Aim of the exercise:
What is needed is an exact copy of all the records, written out in full.

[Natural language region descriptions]

################

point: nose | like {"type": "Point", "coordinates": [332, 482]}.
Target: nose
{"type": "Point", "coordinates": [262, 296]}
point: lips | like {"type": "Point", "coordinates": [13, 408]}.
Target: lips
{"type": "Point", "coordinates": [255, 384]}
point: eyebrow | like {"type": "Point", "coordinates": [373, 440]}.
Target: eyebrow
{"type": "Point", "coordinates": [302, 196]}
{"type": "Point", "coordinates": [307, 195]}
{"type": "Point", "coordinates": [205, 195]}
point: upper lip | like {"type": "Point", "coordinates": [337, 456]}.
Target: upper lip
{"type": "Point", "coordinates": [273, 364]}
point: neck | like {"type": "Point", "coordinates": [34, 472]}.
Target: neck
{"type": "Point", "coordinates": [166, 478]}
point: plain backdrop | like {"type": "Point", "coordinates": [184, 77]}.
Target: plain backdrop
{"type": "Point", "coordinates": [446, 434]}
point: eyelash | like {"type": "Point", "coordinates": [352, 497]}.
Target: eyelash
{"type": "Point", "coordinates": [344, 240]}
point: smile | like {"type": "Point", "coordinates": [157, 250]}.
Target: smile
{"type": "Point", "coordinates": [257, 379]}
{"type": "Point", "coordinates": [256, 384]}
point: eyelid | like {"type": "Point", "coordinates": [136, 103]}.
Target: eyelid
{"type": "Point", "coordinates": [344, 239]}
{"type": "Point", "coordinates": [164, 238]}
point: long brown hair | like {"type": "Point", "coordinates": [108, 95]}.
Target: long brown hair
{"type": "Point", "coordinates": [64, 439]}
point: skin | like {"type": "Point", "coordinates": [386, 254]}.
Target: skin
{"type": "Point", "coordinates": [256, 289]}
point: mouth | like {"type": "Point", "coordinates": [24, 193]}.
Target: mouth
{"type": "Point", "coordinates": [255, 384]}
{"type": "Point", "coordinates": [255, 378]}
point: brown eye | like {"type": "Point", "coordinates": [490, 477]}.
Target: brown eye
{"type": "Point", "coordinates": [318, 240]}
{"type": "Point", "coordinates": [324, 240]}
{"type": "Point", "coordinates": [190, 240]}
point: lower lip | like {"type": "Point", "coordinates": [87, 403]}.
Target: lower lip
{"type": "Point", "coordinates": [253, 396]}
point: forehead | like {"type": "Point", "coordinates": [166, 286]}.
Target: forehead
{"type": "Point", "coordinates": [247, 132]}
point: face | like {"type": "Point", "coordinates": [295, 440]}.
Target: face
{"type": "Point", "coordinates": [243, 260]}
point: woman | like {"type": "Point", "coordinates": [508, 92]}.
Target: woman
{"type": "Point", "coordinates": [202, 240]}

################

Solution to this task:
point: nose | like {"type": "Point", "coordinates": [332, 482]}.
Target: nose
{"type": "Point", "coordinates": [262, 296]}
point: lips | like {"type": "Point", "coordinates": [13, 408]}.
Target: lips
{"type": "Point", "coordinates": [255, 384]}
point: eyebrow | like {"type": "Point", "coordinates": [373, 440]}.
Target: eyebrow
{"type": "Point", "coordinates": [302, 196]}
{"type": "Point", "coordinates": [307, 195]}
{"type": "Point", "coordinates": [205, 195]}
point: upper lip | like {"type": "Point", "coordinates": [337, 456]}.
Target: upper lip
{"type": "Point", "coordinates": [273, 364]}
point: neck | like {"type": "Point", "coordinates": [34, 472]}.
Target: neck
{"type": "Point", "coordinates": [166, 478]}
point: plain backdrop | like {"type": "Point", "coordinates": [184, 77]}.
Target: plain backdrop
{"type": "Point", "coordinates": [446, 434]}
point: eyelash | like {"type": "Point", "coordinates": [352, 497]}.
Target: eyelash
{"type": "Point", "coordinates": [344, 240]}
point: smile | like {"type": "Point", "coordinates": [157, 250]}.
Target: smile
{"type": "Point", "coordinates": [257, 379]}
{"type": "Point", "coordinates": [256, 384]}
point: eyelid | like {"type": "Point", "coordinates": [136, 103]}.
Target: eyelid
{"type": "Point", "coordinates": [344, 239]}
{"type": "Point", "coordinates": [164, 238]}
point: long brown hair | like {"type": "Point", "coordinates": [108, 95]}.
Target: long brown hair
{"type": "Point", "coordinates": [64, 439]}
point: skin | like {"type": "Point", "coordinates": [386, 254]}.
Target: skin
{"type": "Point", "coordinates": [256, 289]}
point: mouth | like {"type": "Point", "coordinates": [24, 193]}.
Target: mouth
{"type": "Point", "coordinates": [255, 384]}
{"type": "Point", "coordinates": [255, 378]}
point: brown eye | like {"type": "Point", "coordinates": [490, 477]}.
Target: brown eye
{"type": "Point", "coordinates": [318, 240]}
{"type": "Point", "coordinates": [324, 240]}
{"type": "Point", "coordinates": [190, 240]}
point: lower lip | like {"type": "Point", "coordinates": [87, 403]}.
Target: lower lip
{"type": "Point", "coordinates": [253, 396]}
point: forehead | like {"type": "Point", "coordinates": [166, 286]}.
Target: forehead
{"type": "Point", "coordinates": [247, 132]}
point: face | like {"type": "Point", "coordinates": [295, 440]}.
Target: face
{"type": "Point", "coordinates": [243, 260]}
point: woman | like {"type": "Point", "coordinates": [508, 92]}.
Target: woman
{"type": "Point", "coordinates": [202, 240]}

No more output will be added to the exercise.